**EXERCISE TASK:**
Write out all of the data below again, switching every "aerial photo" to "overhead image" and keeping everything else the same.
------ EXERCISE MATERIALS ------
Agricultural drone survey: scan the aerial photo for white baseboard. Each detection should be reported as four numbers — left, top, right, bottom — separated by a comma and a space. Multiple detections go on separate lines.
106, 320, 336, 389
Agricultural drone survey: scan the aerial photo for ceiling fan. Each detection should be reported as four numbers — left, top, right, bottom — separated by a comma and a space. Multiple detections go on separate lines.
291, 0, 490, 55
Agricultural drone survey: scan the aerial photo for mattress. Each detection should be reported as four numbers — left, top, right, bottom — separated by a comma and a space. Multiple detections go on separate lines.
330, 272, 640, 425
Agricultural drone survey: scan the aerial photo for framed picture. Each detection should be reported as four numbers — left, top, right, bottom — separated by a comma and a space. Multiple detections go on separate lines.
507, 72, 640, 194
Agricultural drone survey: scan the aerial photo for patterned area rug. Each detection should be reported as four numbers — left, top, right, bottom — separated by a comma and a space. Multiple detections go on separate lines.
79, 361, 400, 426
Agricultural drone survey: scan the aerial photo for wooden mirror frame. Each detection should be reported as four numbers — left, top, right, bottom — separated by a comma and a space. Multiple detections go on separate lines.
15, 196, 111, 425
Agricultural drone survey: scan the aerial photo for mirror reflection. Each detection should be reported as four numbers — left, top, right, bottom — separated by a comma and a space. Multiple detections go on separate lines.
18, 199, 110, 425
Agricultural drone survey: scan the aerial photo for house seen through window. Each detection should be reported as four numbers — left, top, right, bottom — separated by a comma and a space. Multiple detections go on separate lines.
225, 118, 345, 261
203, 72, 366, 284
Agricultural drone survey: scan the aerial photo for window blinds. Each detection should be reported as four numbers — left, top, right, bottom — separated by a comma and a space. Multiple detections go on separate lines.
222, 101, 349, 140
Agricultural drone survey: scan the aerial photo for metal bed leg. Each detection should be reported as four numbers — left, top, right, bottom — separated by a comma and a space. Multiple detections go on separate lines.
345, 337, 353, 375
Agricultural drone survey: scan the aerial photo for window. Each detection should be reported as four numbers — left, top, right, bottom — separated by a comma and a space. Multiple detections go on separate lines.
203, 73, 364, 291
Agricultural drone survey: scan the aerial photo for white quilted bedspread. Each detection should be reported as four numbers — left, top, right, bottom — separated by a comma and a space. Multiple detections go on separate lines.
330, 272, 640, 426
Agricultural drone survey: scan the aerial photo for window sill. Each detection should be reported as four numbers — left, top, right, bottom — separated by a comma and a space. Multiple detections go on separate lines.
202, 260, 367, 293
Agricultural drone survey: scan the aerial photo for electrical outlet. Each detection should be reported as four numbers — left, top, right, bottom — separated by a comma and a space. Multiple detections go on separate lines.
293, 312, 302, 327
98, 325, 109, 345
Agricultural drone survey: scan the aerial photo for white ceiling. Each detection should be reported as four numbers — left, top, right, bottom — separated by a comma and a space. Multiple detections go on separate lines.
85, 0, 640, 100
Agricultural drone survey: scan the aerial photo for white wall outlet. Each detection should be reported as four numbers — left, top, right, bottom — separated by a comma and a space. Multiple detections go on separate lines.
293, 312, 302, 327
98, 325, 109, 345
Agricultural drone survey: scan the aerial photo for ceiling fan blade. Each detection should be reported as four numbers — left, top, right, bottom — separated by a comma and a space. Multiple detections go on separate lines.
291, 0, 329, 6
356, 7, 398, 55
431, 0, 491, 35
------
**OUTPUT BELOW:**
Agricultural drone survey: scan the overhead image for white baseboard. Each detection should be reported as four numbers — left, top, right, bottom — separated by a comma and a space. Multiple detections go on separate lines.
106, 320, 336, 389
Agricultural drone survey: scan the overhead image for ceiling fan. Each detection should be reported as four numbers — left, top, right, bottom — separated by a comma and a space. Multiple detections go on separate lines.
291, 0, 490, 55
Agricultural drone survey: scan the overhead image for mattress. Each detection should be reported as four numbers — left, top, right, bottom — separated by a comma and a space. Multiple detections go on separate lines.
330, 272, 640, 425
Agricultural drone survey: scan the overhead image for framed picture. Each detection should be reported as four numbers — left, top, right, bottom — separated by a comma and a space. Multiple detections go on separate lines.
507, 72, 640, 194
Agricultural drone survey: scan the overhead image for patterned area rug. Each detection should be reported as four numbers — left, top, right, bottom — separated by a comma and a space. Multiple detections go on separate lines.
79, 361, 400, 426
Agricultural drone survey: scan the overhead image for wooden mirror frame. Each detection should be reported as four numbers — left, top, right, bottom — separated by a comma and a space. Multiple detections go on separate lines.
15, 196, 111, 425
Agricultural drone survey: scan the overhead image for mirror reflection. Each detection should be reported as four numbers — left, top, right, bottom — separated by a comma and a space. Multiple detections go on separate lines.
18, 199, 110, 425
Agricultural drone survey: scan the overhead image for house seen through window. Each detection should be reported as four numbers — left, top, right, bottom — separated by a comma and a space. Multiple detections go on separate lines.
225, 118, 345, 261
203, 72, 366, 284
Agricultural drone survey: scan the overhead image for window blinds. Each detection should be reported as four numbers — left, top, right, bottom — separated by a comma and a space. Multiple detections go on separate lines.
222, 101, 349, 140
Agricultural drone survey: scan the overhead image for metal bed leg. Each detection should be reported as four numbers — left, top, right, bottom — separated by a comma and a space. Multiple detections go on separate lines.
345, 337, 353, 375
Agricultural drone survey: scan the overhead image for window. Each detection should be reported as four numbers — left, top, right, bottom — separated by a comma and a space. Multiple detections go on separate lines.
203, 73, 364, 291
Agricultural drone survey: scan the overhead image for white quilted bedspread. Each detection should be reported as four numbers — left, top, right, bottom — separated by a comma and a space. Multiple detections go on separate lines.
330, 272, 640, 426
Agricultural drone survey: scan the overhead image for window sill. Each detection should be reported as four numbers — left, top, right, bottom — separated by a comma and a space. Multiple detections go on separate lines.
202, 260, 367, 293
Agricultural drone survey: scan the overhead image for electrical outlet. Each detection should be reported as four numbers — left, top, right, bottom — separated by a comma and a space. Multiple detections go on separate lines.
293, 312, 302, 327
98, 325, 109, 345
Agricultural drone survey: scan the overhead image for white ceiling. Each detection should be reported as four numbers — left, top, right, bottom — separated by a comma and a space. Multiple detections go on separate lines.
85, 0, 640, 100
Agricultural drone survey: scan the overhead image for white wall outlet. Each detection should be reported as four numbers — left, top, right, bottom — separated by a comma and a space. Multiple detections go on separate lines.
293, 312, 302, 327
98, 325, 109, 345
Agricultural drone survey: scan the overhead image for ceiling fan blade. Each detection should be reported as four numbers — left, top, right, bottom — separated by a comma and a space. Multiple detections go on separate lines.
291, 0, 329, 6
356, 7, 398, 55
431, 0, 491, 35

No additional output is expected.